**Written problem**
Transcribe the material in full, exactly as written.

**Records for processing**
********
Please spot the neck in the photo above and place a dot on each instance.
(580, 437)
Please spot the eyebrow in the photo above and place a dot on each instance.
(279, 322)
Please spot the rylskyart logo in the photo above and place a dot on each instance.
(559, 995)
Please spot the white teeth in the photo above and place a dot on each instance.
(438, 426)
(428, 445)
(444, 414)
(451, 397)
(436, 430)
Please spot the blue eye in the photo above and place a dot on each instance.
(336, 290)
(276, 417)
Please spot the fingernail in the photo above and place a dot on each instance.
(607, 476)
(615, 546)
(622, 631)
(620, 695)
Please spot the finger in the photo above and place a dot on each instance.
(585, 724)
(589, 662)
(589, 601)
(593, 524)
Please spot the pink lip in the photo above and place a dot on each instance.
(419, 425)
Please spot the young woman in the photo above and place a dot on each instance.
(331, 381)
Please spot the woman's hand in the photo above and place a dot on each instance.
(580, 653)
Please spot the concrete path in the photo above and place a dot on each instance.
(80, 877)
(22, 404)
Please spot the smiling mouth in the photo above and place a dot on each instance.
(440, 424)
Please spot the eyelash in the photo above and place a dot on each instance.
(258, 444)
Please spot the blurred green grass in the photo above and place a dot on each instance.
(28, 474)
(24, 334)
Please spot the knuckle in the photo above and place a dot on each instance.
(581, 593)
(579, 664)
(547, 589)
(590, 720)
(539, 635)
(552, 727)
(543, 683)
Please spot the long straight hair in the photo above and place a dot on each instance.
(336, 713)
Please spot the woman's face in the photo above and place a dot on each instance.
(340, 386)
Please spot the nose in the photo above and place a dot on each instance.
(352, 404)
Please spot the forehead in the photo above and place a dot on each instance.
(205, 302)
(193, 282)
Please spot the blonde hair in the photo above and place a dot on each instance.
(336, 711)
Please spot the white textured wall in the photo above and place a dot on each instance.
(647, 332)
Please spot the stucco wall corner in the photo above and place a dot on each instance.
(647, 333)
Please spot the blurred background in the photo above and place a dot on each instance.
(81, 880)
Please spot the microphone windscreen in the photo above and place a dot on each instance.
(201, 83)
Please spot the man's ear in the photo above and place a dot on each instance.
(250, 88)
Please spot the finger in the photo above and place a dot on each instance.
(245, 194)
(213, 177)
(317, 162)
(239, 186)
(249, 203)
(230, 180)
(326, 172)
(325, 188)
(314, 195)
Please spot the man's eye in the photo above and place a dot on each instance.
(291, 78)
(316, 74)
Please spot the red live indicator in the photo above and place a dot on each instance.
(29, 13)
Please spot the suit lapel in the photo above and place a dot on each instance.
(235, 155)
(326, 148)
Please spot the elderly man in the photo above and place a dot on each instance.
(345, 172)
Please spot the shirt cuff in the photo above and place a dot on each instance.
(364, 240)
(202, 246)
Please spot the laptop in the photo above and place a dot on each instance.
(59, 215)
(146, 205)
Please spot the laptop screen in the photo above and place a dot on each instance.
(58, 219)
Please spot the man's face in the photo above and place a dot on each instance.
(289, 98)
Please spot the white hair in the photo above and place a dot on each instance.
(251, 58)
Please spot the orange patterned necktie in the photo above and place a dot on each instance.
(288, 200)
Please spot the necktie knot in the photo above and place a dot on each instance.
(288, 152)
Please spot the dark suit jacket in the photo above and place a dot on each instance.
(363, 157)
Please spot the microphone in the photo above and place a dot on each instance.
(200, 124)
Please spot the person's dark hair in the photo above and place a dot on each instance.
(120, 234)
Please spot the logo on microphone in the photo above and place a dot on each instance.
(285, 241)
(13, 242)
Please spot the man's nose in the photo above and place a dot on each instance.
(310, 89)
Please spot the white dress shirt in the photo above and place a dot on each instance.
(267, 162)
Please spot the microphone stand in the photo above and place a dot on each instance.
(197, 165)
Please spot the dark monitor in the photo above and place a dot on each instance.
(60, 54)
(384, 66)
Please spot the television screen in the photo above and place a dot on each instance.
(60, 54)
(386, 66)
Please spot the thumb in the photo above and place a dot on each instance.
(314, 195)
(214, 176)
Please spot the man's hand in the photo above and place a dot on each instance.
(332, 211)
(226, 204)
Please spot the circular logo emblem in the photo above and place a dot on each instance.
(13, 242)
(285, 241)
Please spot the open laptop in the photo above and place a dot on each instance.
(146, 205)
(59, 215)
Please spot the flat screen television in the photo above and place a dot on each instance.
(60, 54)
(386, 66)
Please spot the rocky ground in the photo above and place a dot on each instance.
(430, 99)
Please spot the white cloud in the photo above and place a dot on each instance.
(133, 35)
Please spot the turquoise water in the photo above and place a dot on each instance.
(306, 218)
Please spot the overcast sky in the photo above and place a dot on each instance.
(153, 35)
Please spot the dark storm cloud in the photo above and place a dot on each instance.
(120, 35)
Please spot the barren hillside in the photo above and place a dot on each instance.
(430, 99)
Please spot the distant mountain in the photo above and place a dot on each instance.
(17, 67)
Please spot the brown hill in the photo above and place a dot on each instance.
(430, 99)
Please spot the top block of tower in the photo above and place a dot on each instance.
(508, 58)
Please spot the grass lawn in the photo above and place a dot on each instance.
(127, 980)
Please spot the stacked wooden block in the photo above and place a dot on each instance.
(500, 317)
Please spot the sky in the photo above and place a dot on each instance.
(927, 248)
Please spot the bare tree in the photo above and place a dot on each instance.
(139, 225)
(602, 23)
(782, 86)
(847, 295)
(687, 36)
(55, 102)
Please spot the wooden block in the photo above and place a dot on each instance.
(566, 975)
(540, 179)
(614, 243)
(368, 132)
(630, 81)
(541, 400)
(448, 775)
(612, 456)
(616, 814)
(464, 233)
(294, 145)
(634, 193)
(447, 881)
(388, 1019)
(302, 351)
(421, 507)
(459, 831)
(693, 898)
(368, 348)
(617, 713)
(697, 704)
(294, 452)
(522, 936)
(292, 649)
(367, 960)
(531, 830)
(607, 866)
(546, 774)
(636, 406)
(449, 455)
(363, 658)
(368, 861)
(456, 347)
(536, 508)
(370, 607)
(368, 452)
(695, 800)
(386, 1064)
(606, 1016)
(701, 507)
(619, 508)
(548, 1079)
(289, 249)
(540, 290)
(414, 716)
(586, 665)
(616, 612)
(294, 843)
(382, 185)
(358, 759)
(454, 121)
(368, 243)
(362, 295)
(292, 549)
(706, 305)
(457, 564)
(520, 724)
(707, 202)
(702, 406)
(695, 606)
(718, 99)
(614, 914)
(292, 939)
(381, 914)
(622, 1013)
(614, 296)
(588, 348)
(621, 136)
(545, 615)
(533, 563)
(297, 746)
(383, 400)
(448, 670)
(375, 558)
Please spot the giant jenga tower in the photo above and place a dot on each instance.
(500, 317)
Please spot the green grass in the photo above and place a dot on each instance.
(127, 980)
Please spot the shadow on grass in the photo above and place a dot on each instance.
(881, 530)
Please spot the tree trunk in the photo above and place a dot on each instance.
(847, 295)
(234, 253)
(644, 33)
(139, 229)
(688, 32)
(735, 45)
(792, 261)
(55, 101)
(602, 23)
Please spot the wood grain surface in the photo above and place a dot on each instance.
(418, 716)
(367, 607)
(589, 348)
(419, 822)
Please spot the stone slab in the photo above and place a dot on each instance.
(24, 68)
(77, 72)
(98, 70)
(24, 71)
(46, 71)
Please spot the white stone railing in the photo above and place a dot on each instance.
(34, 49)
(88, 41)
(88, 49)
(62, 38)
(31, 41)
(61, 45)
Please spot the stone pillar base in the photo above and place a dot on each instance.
********
**Solution to this task**
Please spot the neck in the photo above and place a dot on each instance.
(580, 437)
Please spot the eyebrow in the photo above and place a dot on each instance.
(279, 322)
Please spot the rylskyart logo in the photo above and place a dot on each instance.
(559, 995)
Please spot the white teeth in the photo above and place a dot on each instance.
(438, 426)
(428, 445)
(444, 414)
(451, 397)
(436, 430)
Please spot the blue eye in the photo above and place a dot on each instance.
(336, 290)
(276, 417)
Please spot the fingernail in the photo above and place a dot on each instance.
(607, 476)
(615, 546)
(622, 631)
(620, 695)
Please spot the finger in the photo above and place a dot on each instance.
(585, 724)
(589, 662)
(589, 601)
(593, 524)
Please spot the pink lip in the photo above and place a dot on each instance.
(419, 425)
Please spot the young woman in the photo above and place a dot on each instance.
(331, 381)
Please spot the woman's hand in the photo above and place a dot on each instance.
(580, 653)
Please spot the concrete path in the photo above and place a dot on each instance.
(80, 877)
(22, 404)
Please spot the smiling mouth in the photo above and place a dot on each instance.
(440, 424)
Please spot the eyelash in the photo above and place a dot on each instance.
(258, 444)
Please spot the blurred green grass in the photo above and place a dot on each instance.
(28, 474)
(24, 334)
Please spot the knuckle in the photo above and place a dot on each instance.
(581, 593)
(579, 664)
(547, 589)
(590, 720)
(539, 635)
(552, 727)
(543, 683)
Please spot the long straight hair in the photo above and place a dot on each instance.
(336, 713)
Please spot the woman's face in the photo above and place a dot on each instance.
(340, 386)
Please spot the nose in the photo above and place a dot on each instance.
(352, 404)
Please spot the forehead in the photo above and place a dot on each instance.
(205, 302)
(193, 282)
Please spot the blonde hair in the photo above and place a dot on each instance.
(336, 711)
Please spot the white textured wall in the photo above and place a dot on each instance.
(647, 332)
Please spot the stucco wall corner in the photo above and place a dot on each instance.
(647, 333)
Please spot the blurred background in the photo above and place a dot on each instance.
(81, 880)
Please spot the microphone windscreen in the photo above and place a dot on each instance.
(201, 83)
Please spot the man's ear in the photo above and place a dot on each instance.
(250, 88)
Please spot the finger in the photo above and place a dot on each instance.
(245, 194)
(213, 177)
(317, 162)
(239, 186)
(249, 203)
(230, 180)
(326, 172)
(325, 188)
(314, 195)
Please spot the man's eye in the photo above and place a dot on each instance.
(291, 78)
(316, 74)
Please spot the red live indicator in the photo above and place a dot on each instance.
(29, 13)
Please spot the suit lapel in the photo above and place a dot on each instance.
(235, 155)
(326, 148)
Please spot the elderly man in the photo above and place a dot on each instance.
(345, 172)
Please spot the shirt cuff in the photo above and place a dot on each instance.
(364, 240)
(202, 246)
Please spot the laptop in the photo above and place a dot on each instance.
(59, 215)
(146, 205)
Please spot the laptop screen in the photo above and place a dot on each instance.
(58, 219)
Please spot the man's face in the photo above and place a dot on each instance.
(289, 98)
Please spot the white hair in the photo above and place a dot on each instance.
(251, 58)
Please spot the orange patterned necktie in the photo above and place a dot on each instance.
(288, 200)
Please spot the necktie knot in the photo above and place a dot on each instance.
(288, 152)
Please spot the dark suit jacket in the photo above and place a dot on each instance.
(363, 157)
Please spot the microphone in the photo above and place a dot on each instance.
(200, 124)
Please spot the person's dark hair in the photo above and place a dot on each instance.
(120, 234)
Please spot the logo on microphone in the photo above and place a dot on each instance.
(285, 241)
(13, 242)
Please spot the man's nose in the photo above and place a dot on each instance.
(310, 89)
Please spot the white dress shirt in the photo above and place a dot on each instance.
(267, 162)
Please spot the microphone stand in the photo above and place a dot on each instance.
(197, 165)
Please spot the dark monitor in the photo above and place a dot on each instance.
(60, 54)
(384, 66)
Please spot the television screen in the photo above and place a dot on each instance.
(60, 54)
(386, 66)
Please spot the thumb in the photo above and place a dot on each instance.
(314, 195)
(214, 176)
Please spot the man's hand in the photo above and place a dot on each instance.
(332, 211)
(226, 204)
Please spot the circular logo emblem in the photo above and place a dot on each instance.
(13, 242)
(285, 241)
Please spot the open laptop in the photo above and place a dot on each instance.
(146, 205)
(59, 215)
Please spot the flat screen television in the photo above and place a dot on each instance.
(60, 54)
(386, 66)
Please spot the rocky ground in the photo above and place a dot on each instance.
(430, 99)
Please spot the white cloud in the photo above and place a dot on each instance.
(133, 35)
Please spot the turquoise water in the photo above and place a dot on each instance.
(306, 218)
Please spot the overcast sky in the photo above and place a dot on each instance.
(153, 35)
Please spot the dark storm cloud in the photo above and place a dot on each instance.
(120, 35)
Please spot the barren hillside in the photo above and place a dot on each instance.
(430, 99)
Please spot the distant mountain in the photo above and place a dot on each instance.
(17, 67)
Please spot the brown hill in the photo above and place a dot on each instance.
(430, 99)
Please spot the top block of tower in the photo above and place a dot on each instance.
(508, 58)
Please spot the grass lawn in the photo above and place a dot on each instance.
(127, 980)
Please spot the stacked wooden block in the photo above and place a dot on each instance.
(500, 317)
Please spot the sky in the photo above and place a dot on each instance.
(927, 248)
Please spot the bare tree in the photo above and place a dot on each instance.
(139, 225)
(602, 23)
(782, 86)
(847, 295)
(687, 36)
(55, 102)
Please spot the wooden block in the photo above and place a dot on each instance.
(566, 975)
(540, 179)
(614, 243)
(368, 132)
(630, 81)
(541, 400)
(448, 775)
(612, 456)
(616, 814)
(464, 233)
(294, 145)
(634, 193)
(447, 881)
(388, 1019)
(302, 351)
(421, 507)
(459, 831)
(693, 898)
(368, 348)
(617, 713)
(697, 704)
(294, 452)
(522, 936)
(292, 649)
(367, 960)
(531, 830)
(607, 866)
(546, 774)
(636, 406)
(449, 455)
(363, 658)
(368, 861)
(456, 347)
(536, 508)
(370, 607)
(368, 452)
(695, 800)
(386, 1064)
(606, 1016)
(701, 507)
(619, 508)
(548, 1079)
(289, 249)
(540, 290)
(414, 716)
(586, 665)
(616, 612)
(294, 843)
(382, 185)
(358, 759)
(454, 121)
(368, 243)
(362, 295)
(292, 549)
(706, 305)
(457, 564)
(520, 724)
(707, 202)
(702, 406)
(695, 606)
(718, 99)
(614, 914)
(292, 939)
(381, 914)
(622, 1013)
(614, 296)
(588, 348)
(621, 136)
(545, 615)
(533, 563)
(297, 746)
(383, 400)
(448, 670)
(375, 558)
Please spot the giant jenga tower in the photo above and place a dot on each instance.
(500, 317)
Please spot the green grass in the photo above and place a dot on each instance.
(127, 980)
Please spot the shadow on grass in the photo above and place a dot on each instance.
(881, 530)
Please spot the tree trunk in the photo above and place a dot on each instance.
(847, 295)
(234, 253)
(644, 33)
(139, 229)
(688, 32)
(735, 45)
(792, 261)
(55, 101)
(602, 23)
Please spot the wood grain surface in the photo above and place a dot on each instance.
(418, 716)
(367, 607)
(589, 348)
(419, 822)
Please spot the stone slab in the photo above and place a dot on each instance.
(24, 68)
(77, 72)
(98, 70)
(24, 71)
(46, 71)
Please spot the white stone railing in the photo above and place a dot on each instance.
(34, 49)
(88, 41)
(88, 49)
(62, 38)
(31, 41)
(61, 45)
Please spot the stone pillar base in the photo above and place a dot on each instance.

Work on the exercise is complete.